## [DIRECTIONS]
Can you show every line in the records below that contains the string "light"? Matches must have the same case.
———
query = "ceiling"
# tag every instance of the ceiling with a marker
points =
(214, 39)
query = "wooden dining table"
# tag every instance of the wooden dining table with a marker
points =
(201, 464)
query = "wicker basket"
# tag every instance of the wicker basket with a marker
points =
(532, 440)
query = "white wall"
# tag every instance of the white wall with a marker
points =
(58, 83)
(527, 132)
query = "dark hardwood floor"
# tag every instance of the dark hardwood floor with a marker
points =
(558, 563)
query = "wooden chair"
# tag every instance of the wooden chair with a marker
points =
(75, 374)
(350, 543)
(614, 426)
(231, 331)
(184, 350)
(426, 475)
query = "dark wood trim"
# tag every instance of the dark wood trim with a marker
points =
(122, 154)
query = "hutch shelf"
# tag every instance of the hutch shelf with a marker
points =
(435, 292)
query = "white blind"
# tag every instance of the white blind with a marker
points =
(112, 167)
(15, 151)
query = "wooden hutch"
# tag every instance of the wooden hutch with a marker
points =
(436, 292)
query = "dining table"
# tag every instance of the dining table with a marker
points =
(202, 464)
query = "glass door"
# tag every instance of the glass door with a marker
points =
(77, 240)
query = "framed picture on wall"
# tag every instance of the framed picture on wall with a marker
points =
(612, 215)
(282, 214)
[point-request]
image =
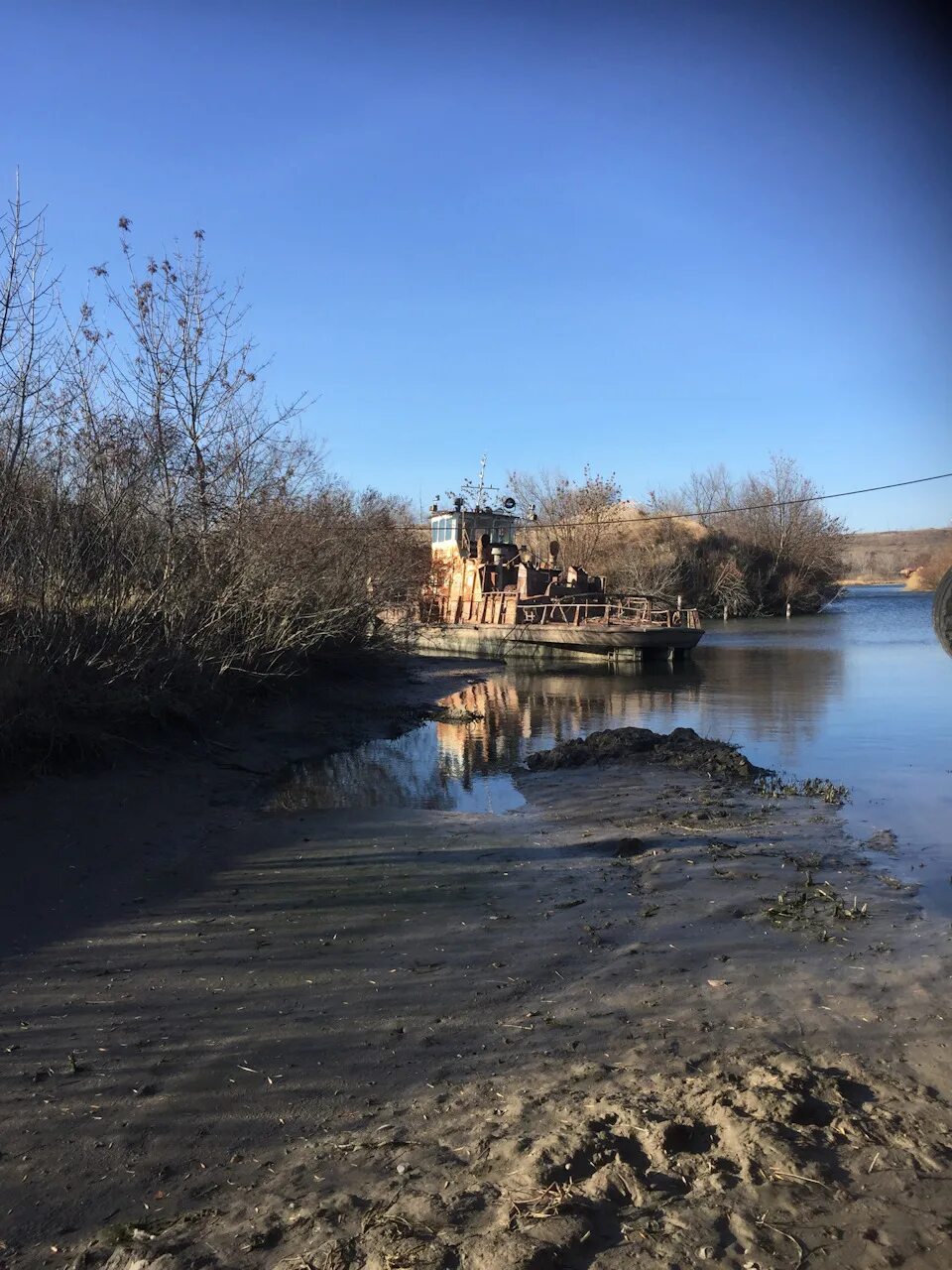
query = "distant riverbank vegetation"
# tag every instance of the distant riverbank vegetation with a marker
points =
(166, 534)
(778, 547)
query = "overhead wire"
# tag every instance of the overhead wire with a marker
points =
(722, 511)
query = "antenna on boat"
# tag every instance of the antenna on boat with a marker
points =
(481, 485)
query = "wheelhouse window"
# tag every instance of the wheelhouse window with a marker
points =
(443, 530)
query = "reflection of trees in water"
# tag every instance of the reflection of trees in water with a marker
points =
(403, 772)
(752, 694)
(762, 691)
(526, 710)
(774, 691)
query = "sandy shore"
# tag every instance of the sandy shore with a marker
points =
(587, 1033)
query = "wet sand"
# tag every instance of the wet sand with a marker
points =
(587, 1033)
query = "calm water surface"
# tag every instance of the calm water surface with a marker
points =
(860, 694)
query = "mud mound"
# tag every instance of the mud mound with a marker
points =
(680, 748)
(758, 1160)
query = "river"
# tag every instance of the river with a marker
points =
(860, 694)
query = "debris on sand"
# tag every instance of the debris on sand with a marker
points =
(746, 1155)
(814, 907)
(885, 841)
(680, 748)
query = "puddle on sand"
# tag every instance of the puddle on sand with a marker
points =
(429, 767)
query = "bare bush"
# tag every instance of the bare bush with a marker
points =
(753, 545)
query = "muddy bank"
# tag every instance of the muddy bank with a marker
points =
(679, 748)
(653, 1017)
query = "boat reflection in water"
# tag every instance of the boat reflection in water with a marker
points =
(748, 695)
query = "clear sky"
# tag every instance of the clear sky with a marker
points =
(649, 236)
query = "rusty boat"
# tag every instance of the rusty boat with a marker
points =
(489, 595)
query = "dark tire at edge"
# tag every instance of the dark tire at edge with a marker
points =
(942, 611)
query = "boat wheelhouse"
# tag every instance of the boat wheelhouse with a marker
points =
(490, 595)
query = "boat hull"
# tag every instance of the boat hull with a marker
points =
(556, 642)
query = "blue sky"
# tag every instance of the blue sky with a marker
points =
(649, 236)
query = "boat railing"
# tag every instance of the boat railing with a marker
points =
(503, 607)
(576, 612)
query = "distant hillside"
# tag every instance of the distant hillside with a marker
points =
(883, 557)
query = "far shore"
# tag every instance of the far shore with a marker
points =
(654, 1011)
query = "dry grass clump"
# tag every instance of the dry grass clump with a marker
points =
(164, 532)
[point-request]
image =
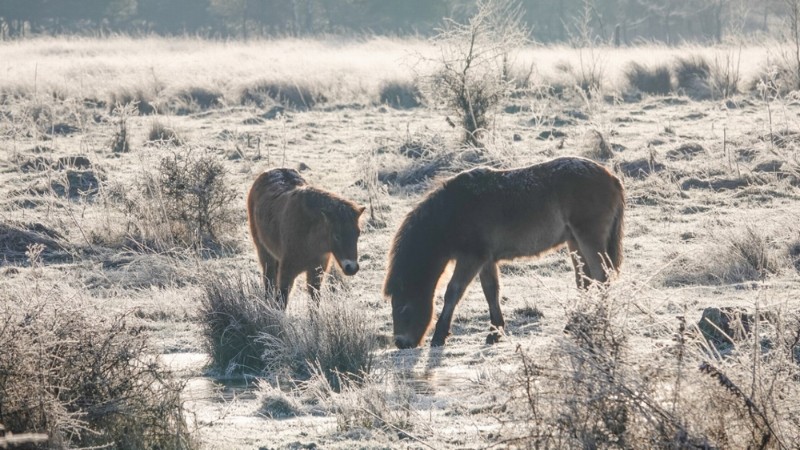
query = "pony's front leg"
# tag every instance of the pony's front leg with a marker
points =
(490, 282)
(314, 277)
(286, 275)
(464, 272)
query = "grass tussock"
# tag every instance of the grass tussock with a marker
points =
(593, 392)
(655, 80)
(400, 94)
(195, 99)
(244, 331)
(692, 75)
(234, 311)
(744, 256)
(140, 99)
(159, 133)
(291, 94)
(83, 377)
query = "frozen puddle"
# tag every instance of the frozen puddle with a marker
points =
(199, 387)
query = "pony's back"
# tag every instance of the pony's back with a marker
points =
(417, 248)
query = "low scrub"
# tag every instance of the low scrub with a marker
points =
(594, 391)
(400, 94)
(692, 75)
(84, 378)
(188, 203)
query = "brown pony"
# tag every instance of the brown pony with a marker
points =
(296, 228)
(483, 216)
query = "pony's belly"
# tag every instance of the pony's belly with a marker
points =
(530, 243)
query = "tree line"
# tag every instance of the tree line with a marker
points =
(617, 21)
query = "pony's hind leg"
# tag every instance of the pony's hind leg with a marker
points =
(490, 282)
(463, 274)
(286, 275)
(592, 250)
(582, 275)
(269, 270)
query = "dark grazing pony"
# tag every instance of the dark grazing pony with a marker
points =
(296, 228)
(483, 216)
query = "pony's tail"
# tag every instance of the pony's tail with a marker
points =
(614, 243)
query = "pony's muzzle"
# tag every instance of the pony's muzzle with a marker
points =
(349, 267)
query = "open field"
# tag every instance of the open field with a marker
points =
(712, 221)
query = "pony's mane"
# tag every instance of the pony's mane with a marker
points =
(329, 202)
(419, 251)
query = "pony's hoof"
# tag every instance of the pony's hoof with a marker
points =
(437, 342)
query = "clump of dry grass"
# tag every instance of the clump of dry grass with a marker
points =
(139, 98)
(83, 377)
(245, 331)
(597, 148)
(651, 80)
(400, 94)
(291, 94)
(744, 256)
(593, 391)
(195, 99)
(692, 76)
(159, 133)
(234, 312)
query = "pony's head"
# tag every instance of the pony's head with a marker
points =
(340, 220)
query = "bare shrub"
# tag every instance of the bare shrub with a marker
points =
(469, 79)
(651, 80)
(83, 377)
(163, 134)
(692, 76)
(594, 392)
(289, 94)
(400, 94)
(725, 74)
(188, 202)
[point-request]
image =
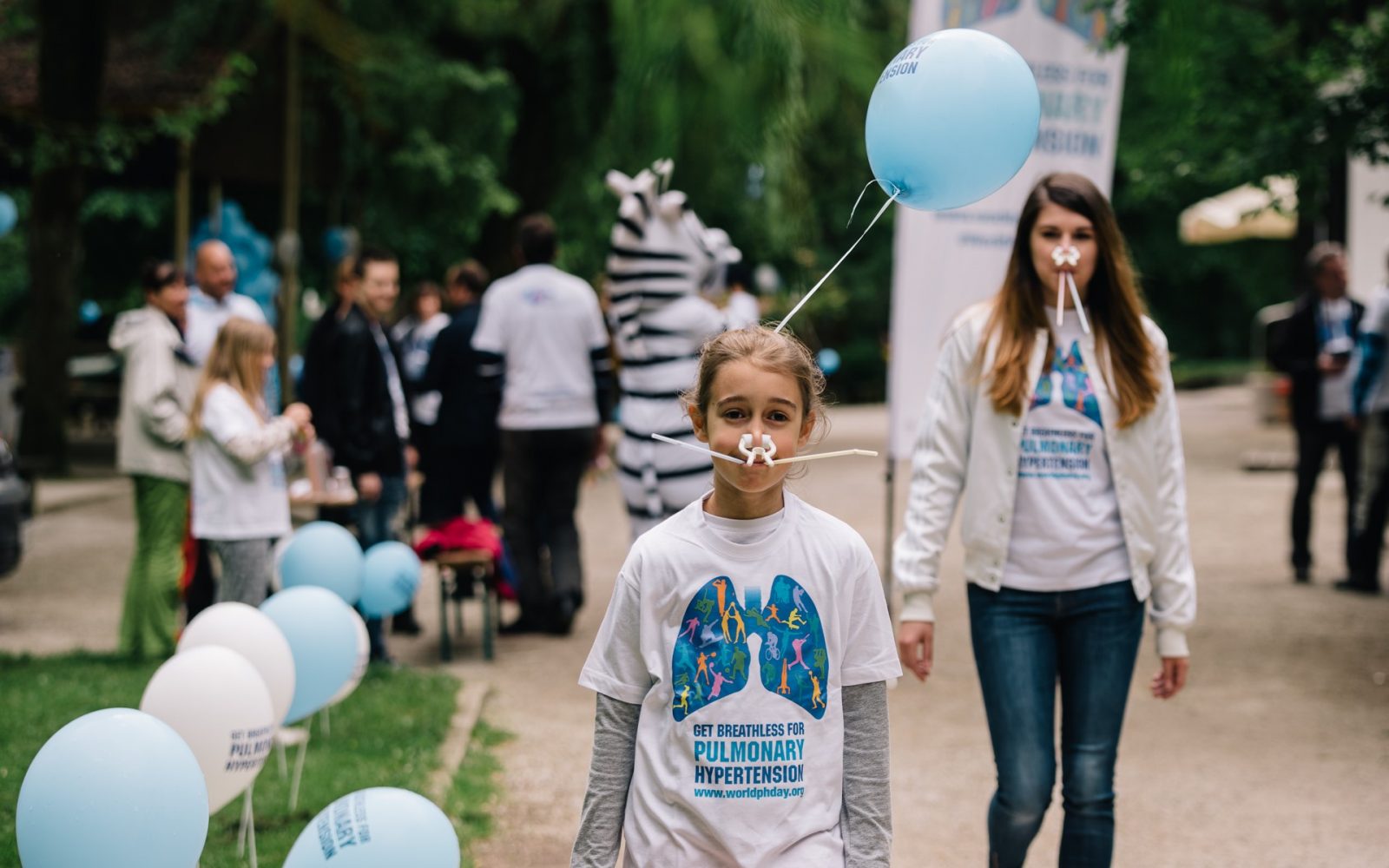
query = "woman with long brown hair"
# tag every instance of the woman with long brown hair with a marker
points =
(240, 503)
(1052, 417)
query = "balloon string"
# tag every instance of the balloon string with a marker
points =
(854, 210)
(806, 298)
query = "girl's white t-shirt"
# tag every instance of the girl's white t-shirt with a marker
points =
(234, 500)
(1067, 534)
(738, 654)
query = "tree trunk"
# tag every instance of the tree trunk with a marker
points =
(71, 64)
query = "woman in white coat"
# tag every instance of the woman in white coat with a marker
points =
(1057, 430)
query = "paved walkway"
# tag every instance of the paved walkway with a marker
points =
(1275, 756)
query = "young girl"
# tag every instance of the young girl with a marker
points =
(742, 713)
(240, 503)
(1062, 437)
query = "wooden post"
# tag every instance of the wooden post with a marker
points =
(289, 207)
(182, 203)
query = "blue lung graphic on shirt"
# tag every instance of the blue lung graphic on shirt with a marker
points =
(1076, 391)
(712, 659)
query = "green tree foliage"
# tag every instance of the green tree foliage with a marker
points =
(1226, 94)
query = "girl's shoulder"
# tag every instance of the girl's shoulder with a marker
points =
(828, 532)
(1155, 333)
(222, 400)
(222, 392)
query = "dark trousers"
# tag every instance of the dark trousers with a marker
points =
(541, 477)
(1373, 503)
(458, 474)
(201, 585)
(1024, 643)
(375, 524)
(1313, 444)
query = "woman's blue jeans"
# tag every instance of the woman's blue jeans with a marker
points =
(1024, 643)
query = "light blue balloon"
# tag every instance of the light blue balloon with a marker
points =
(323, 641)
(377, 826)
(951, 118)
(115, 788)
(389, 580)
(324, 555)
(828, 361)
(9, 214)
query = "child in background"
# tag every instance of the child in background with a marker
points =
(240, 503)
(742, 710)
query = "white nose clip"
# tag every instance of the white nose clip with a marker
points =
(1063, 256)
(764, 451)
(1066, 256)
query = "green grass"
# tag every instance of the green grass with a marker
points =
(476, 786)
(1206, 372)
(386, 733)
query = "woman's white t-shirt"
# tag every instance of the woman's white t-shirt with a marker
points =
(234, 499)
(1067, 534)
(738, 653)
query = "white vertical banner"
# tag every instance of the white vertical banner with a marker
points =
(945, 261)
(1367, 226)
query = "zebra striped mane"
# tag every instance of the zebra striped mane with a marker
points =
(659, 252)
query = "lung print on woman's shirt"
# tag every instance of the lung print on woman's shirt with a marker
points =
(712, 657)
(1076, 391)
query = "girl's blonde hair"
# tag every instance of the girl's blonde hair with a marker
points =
———
## [RESULT]
query = "light blue balloon"
# tag every instance of the light blue balloon with a marker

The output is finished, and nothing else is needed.